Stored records
◆ ◆ ◆ ◆ ◆ ◆ ◆

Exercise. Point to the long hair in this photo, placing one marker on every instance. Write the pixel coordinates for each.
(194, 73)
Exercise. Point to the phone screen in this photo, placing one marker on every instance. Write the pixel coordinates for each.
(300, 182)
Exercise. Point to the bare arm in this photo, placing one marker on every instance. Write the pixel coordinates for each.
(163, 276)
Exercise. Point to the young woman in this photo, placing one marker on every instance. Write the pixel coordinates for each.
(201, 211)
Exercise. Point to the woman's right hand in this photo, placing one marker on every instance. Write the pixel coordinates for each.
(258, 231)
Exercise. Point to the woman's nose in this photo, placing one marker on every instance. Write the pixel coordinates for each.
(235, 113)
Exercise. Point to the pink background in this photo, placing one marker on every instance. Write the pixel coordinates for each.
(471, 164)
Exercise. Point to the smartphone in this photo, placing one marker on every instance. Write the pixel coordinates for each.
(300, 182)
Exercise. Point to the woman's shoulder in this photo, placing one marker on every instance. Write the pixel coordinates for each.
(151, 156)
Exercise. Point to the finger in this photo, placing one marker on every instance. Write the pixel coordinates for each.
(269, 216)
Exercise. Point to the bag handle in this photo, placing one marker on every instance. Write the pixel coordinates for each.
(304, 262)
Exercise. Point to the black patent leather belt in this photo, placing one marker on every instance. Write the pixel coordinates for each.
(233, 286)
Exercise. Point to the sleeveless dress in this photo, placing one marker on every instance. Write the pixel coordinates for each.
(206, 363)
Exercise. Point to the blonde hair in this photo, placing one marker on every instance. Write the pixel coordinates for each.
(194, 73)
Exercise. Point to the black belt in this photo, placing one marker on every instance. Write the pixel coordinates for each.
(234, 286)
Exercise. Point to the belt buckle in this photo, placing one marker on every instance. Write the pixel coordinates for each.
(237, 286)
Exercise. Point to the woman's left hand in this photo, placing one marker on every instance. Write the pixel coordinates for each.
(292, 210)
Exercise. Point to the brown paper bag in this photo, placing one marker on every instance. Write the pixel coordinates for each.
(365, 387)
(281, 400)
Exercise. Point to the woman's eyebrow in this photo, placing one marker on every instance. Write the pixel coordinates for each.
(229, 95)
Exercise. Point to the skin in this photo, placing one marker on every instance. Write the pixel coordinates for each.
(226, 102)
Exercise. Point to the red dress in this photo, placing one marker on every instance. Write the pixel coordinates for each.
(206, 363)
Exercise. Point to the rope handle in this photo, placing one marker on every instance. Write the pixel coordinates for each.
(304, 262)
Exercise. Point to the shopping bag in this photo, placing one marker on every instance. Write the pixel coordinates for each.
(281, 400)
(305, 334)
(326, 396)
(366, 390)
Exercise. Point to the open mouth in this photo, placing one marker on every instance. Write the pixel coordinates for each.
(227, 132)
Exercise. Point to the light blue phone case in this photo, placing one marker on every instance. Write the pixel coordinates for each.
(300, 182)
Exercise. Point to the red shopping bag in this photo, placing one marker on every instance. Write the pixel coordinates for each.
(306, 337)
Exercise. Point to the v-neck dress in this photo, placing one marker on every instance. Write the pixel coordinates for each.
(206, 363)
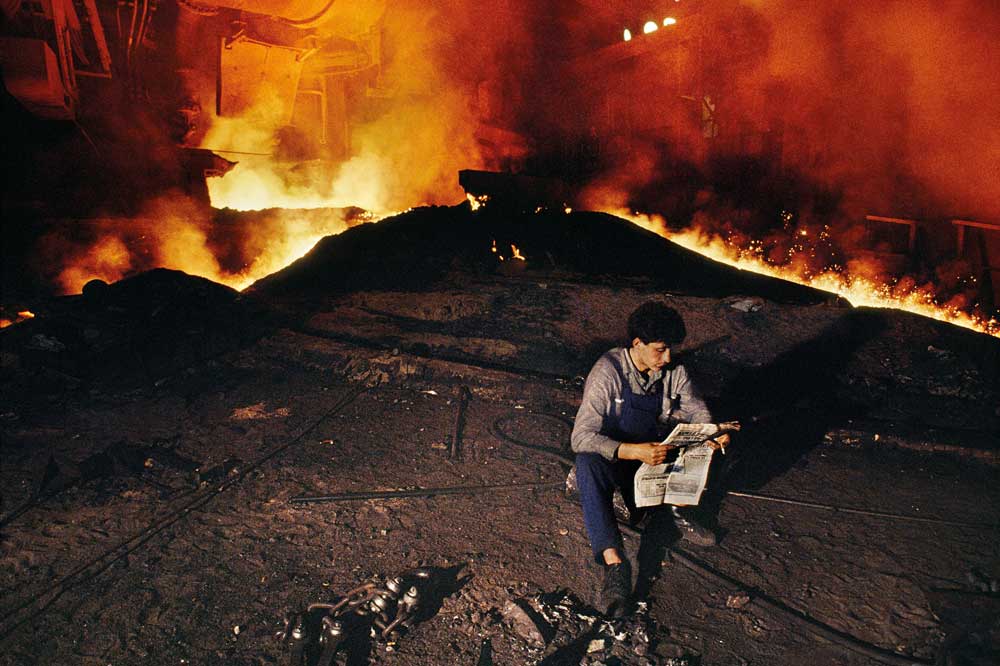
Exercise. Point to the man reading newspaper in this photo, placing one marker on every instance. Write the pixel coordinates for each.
(632, 397)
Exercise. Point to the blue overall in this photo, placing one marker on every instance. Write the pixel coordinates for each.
(597, 477)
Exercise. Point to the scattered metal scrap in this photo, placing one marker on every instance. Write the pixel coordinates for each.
(379, 611)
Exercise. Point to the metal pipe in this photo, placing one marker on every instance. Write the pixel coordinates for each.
(455, 451)
(421, 492)
(863, 512)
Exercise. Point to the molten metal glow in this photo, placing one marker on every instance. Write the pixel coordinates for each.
(858, 291)
(477, 202)
(21, 316)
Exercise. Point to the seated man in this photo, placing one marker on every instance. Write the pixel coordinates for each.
(632, 397)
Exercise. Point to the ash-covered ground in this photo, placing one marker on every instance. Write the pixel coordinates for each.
(154, 431)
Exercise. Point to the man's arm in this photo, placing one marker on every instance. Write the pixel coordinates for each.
(588, 436)
(690, 407)
(595, 408)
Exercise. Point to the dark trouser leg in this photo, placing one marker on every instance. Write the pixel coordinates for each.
(596, 479)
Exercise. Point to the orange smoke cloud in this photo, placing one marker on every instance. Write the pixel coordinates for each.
(416, 130)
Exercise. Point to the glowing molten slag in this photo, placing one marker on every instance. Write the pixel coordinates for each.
(858, 291)
(23, 315)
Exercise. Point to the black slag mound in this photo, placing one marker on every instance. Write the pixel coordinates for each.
(130, 333)
(417, 249)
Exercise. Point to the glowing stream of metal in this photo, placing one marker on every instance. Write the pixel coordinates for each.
(859, 292)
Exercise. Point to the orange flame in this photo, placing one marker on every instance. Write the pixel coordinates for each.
(858, 291)
(21, 316)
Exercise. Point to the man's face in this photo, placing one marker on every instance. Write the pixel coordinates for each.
(650, 355)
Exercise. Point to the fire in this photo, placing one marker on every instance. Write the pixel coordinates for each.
(23, 315)
(858, 291)
(174, 233)
(477, 202)
(515, 252)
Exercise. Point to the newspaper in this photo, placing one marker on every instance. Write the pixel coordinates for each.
(683, 481)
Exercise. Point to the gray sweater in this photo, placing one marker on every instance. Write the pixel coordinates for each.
(603, 397)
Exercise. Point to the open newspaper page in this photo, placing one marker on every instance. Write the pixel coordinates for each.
(683, 481)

◆ ◆ ◆ ◆ ◆ ◆ ◆

→ Requirement
Extract the entries in full, exactly as they are, minus the pictures.

→ Task solution
Exercise. Point to the long hair in this photo, placing one marker on every instance. Write the pixel coordinates for each.
(194, 73)
Exercise. Point to the phone screen in this photo, placing one marker on every instance. Write the pixel coordinates for each.
(300, 182)
Exercise. Point to the bare arm in this photo, placing one marker on every instance. Write the pixel coordinates for each.
(163, 276)
Exercise. Point to the young woman in this photo, placing one marker on every instance. Write the pixel coordinates for each.
(201, 211)
Exercise. Point to the woman's right hand in this photo, placing one marker on every instance. Write the pixel coordinates for each.
(258, 231)
Exercise. Point to the woman's nose in this photo, placing one marker on every instance. Write the pixel coordinates for each.
(235, 113)
Exercise. Point to the pink background in this photo, placing one marker on every instance. Write the pixel coordinates for each.
(471, 164)
Exercise. Point to the smartphone in this photo, placing one marker on every instance. Write the pixel coordinates for each.
(300, 182)
Exercise. Point to the woman's shoulder in this photo, placing one marker on every instance. Write the pixel coordinates for each.
(151, 156)
Exercise. Point to the finger in this photo, placing one marker on every instance. Write the pixel coordinates for each.
(269, 216)
Exercise. Point to the bag handle in this photo, placing one marker on every instance. Write the pixel coordinates for each.
(304, 262)
Exercise. Point to the black patent leather belt in this photo, placing one marker on every instance. Write the pixel coordinates for each.
(233, 286)
Exercise. Point to the sleeveless dress in this photo, placing one marker on every instance. Write the pixel coordinates for each.
(206, 363)
Exercise. Point to the blonde hair in this photo, placing one marker on every instance. Write the pixel coordinates for each.
(194, 73)
Exercise. Point to the black belt in this photo, placing one marker on every instance. Write the pixel coordinates for each.
(234, 286)
Exercise. Point to the belt buckle in this photo, placing one marker on every instance. Write the pixel coordinates for each.
(237, 286)
Exercise. Point to the woman's left hand in this photo, placing one marker on every instance. Write the pixel coordinates for each.
(292, 210)
Exercise. Point to the brown paper bag in this photo, placing one marker on every instance. Write the pixel coordinates for each.
(365, 387)
(281, 400)
Exercise. Point to the woman's eyebrow in this photo, placing one marker on every instance. Write the pixel coordinates for each.
(229, 95)
Exercise. Point to the skin in this photo, placing one marker on every instance. Write the pixel coordinates for each.
(226, 102)
Exercise. Point to the red dress in this photo, placing one marker on every instance. Write the pixel coordinates for each.
(206, 363)
Exercise. Point to the rope handle in this photo, placing one marker on every instance. Write the pixel coordinates for each.
(304, 262)
Exercise. Point to the shopping bag in this photo, placing one marker on every instance. Write the pixel coordinates for each.
(281, 400)
(305, 334)
(326, 396)
(366, 390)
Exercise. Point to the open mouth in this photo, placing one marker on every instance. Write the pixel coordinates for each.
(227, 132)
Exercise. Point to the light blue phone case in this photo, placing one marker on every instance. Write the pixel coordinates for each.
(300, 182)
Exercise. Point to the red shopping bag in this photo, placing one marker on every instance. Write the pixel coordinates for each.
(306, 337)
Exercise. Point to the v-neck dress in this photo, placing one marker on every instance. Write the pixel coordinates for each.
(206, 363)
Exercise. Point to the man reading newspaper in this photo, placing one marker on every instance. Write the pixel coordinates for each.
(632, 397)
Exercise. Point to the blue overall in this photo, placing one marker on every instance. Write the pixel coordinates for each.
(597, 477)
Exercise. Point to the scattered metal scrap in this photo, placing one marker on every instance. Write the pixel coordinates for each.
(379, 611)
Exercise. Point to the metal pipe in this photo, placing one marker on every instance. Write the pixel coordinates for each.
(455, 451)
(421, 492)
(863, 512)
Exercise. Point to the molten metal glow in this photo, placing one marker on every instance. Write the pixel coordinates for each.
(858, 291)
(477, 202)
(21, 316)
Exercise. Point to the seated man in this photo, placing one marker on every instance. Write the pixel coordinates for each.
(632, 397)
Exercise. Point to the ash-covered ground in this photo, placing one marker on every instance. Write the pixel coordinates for each.
(154, 431)
Exercise. Point to the man's arm in this photo, placing one marker on every instance. Write the pixel coordinates for each.
(588, 436)
(690, 407)
(595, 408)
Exercise. Point to the dark trouser leg in this photo, placing one marker on every instance. Write the pixel coordinates for each.
(596, 479)
Exercise. Point to the orange smoke cloud in this photo, placing one marker on every instance. Write the pixel coordinates for each.
(416, 130)
Exercise. Point to the glowing molten slag in this photo, placing one marker on every instance. Write the pixel coordinates for each.
(858, 291)
(23, 315)
Exercise. Point to the black slag mound in this photo, placing one marker on every instance. Write the pixel coordinates for each.
(130, 333)
(417, 249)
Exercise. Point to the glowing stream of metal in this photo, placing one marker on every instance. Write the pixel coordinates for each.
(859, 292)
Exercise. Point to the orange flame in this photo, placing one marker on every instance. Write the pixel coordinates for each.
(858, 291)
(21, 316)
Exercise. Point to the man's face in this photo, placing one marker on every instance. Write the pixel coordinates for each.
(650, 355)
Exercise. Point to the fire in this photo, placing one marker on every instance. Write the pixel coordinates for each.
(23, 315)
(858, 291)
(174, 233)
(477, 202)
(515, 252)
Exercise. Point to the newspaper in this photo, placing one marker on every instance. Write the pixel coordinates for each.
(683, 481)
Exercise. Point to the gray sweater in this photo, placing one marker on every instance. Write the pixel coordinates for each.
(603, 397)
Exercise. Point to the open newspaper page in this photo, placing one marker on every instance. Write the pixel coordinates for each.
(683, 481)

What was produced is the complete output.